• DIRECTIONS FOR THIS TASK:
Reproduce the data below word for word, line by line, leaving out the pictures.
-------- DATASET RECORDS --------
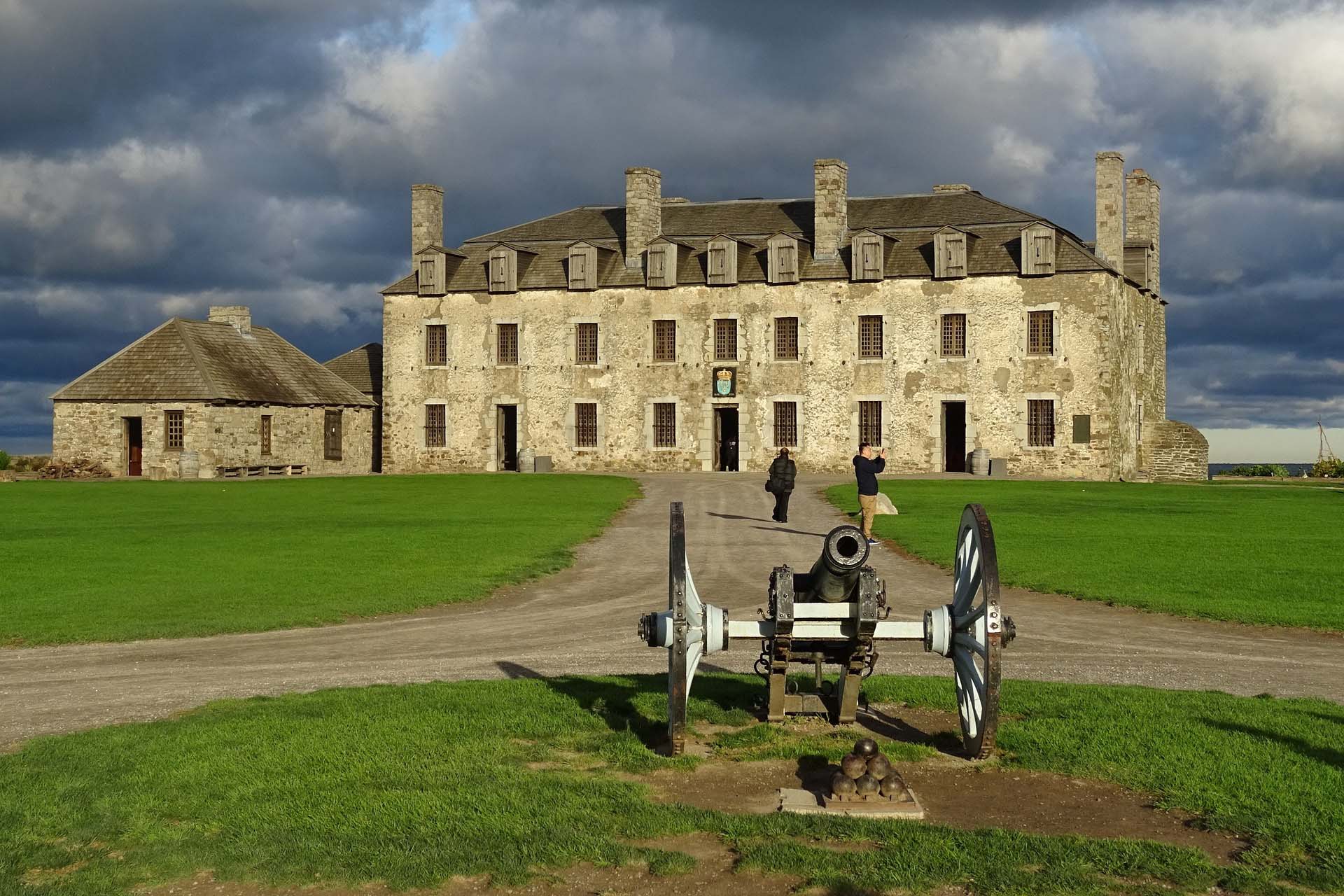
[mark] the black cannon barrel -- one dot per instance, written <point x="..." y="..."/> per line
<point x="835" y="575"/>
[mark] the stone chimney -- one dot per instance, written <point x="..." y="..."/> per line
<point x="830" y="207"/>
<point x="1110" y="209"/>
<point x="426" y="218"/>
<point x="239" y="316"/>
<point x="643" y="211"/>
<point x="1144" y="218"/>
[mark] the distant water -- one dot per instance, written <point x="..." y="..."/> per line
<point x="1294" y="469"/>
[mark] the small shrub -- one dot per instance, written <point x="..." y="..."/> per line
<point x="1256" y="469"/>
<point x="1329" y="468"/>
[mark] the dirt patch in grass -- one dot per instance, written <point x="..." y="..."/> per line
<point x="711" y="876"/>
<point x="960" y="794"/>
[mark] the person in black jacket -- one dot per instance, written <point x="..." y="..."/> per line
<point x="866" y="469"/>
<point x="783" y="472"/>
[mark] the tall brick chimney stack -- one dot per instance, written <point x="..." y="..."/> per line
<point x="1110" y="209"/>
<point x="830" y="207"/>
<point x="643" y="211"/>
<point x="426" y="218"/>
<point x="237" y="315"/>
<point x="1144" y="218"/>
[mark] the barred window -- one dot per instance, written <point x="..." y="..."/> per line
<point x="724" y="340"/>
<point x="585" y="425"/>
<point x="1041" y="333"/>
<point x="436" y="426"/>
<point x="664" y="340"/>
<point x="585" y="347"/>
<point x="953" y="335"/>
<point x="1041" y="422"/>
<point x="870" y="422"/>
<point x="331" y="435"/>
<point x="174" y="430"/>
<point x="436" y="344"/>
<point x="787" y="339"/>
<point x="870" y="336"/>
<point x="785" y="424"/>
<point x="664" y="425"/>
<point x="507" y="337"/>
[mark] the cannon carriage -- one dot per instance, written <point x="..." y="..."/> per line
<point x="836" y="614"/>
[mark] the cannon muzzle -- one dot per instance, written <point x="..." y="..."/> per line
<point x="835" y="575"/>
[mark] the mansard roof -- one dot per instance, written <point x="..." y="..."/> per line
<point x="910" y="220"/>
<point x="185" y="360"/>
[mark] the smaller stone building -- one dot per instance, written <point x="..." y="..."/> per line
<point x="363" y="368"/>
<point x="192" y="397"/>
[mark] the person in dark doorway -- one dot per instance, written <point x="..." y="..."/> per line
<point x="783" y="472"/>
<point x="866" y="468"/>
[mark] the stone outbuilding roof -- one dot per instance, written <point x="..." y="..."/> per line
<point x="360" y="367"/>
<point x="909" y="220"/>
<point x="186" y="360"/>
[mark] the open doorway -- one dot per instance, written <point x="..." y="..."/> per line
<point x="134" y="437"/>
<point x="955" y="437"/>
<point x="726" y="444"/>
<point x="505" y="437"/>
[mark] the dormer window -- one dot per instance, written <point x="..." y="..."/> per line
--------
• COMPLETED TASK:
[mark] the black cannon barrel -- one dot per instance, written <point x="..." y="..."/> per line
<point x="835" y="575"/>
[mark] the stone chimney -- one dot per instance, written <point x="..." y="..."/> per line
<point x="830" y="207"/>
<point x="1110" y="209"/>
<point x="426" y="218"/>
<point x="239" y="316"/>
<point x="643" y="211"/>
<point x="1144" y="218"/>
[mark] the distant water -- one dot per instance, written <point x="..." y="..."/> per line
<point x="1294" y="469"/>
[mark] the small shrub -- one dot per instance, written <point x="..." y="..."/> per line
<point x="1256" y="469"/>
<point x="1329" y="468"/>
[mark] the dirt patch in grass -- one dot per instance, written <point x="..." y="..."/> per line
<point x="711" y="876"/>
<point x="960" y="794"/>
[mark] the person in black jacket -- one dot per instance, written <point x="..." y="..."/> per line
<point x="866" y="469"/>
<point x="783" y="472"/>
[mark] the tall brick chimney stack -- one dot per instance, written <point x="..." y="..."/> per line
<point x="1110" y="209"/>
<point x="830" y="207"/>
<point x="643" y="211"/>
<point x="426" y="218"/>
<point x="237" y="315"/>
<point x="1144" y="218"/>
[mark] the barred window -- one dot per instance, written <point x="..." y="..."/> per line
<point x="724" y="340"/>
<point x="585" y="425"/>
<point x="1041" y="333"/>
<point x="436" y="426"/>
<point x="664" y="340"/>
<point x="585" y="347"/>
<point x="953" y="335"/>
<point x="1041" y="422"/>
<point x="870" y="422"/>
<point x="331" y="435"/>
<point x="174" y="430"/>
<point x="436" y="344"/>
<point x="787" y="339"/>
<point x="870" y="336"/>
<point x="785" y="424"/>
<point x="664" y="425"/>
<point x="507" y="337"/>
[mark] the cannon carriage -- one dot per instance, written <point x="..." y="..."/> per line
<point x="836" y="614"/>
[mark] the cannon muzzle -- one dot per instance, written <point x="..." y="..."/> per line
<point x="835" y="575"/>
[mark] the mansard roof -- one dot per instance, written <point x="..." y="..."/> per line
<point x="910" y="220"/>
<point x="185" y="360"/>
[mark] the smaller stone building -- one dot per instance, written <point x="..." y="..."/> per line
<point x="363" y="368"/>
<point x="192" y="397"/>
[mark] the person in dark doorway -- one dot per instance, written <point x="..." y="..."/> per line
<point x="783" y="472"/>
<point x="866" y="468"/>
[mark] the stone outbuilding roof -- one dot per instance, written <point x="..." y="..."/> per line
<point x="360" y="367"/>
<point x="909" y="220"/>
<point x="186" y="360"/>
[mark] the open doorway -- one dot per instance, written <point x="..." y="..."/> per line
<point x="134" y="437"/>
<point x="955" y="437"/>
<point x="726" y="444"/>
<point x="505" y="437"/>
[mark] the dormer window -- one dot per instance, written <point x="..." y="..."/> per line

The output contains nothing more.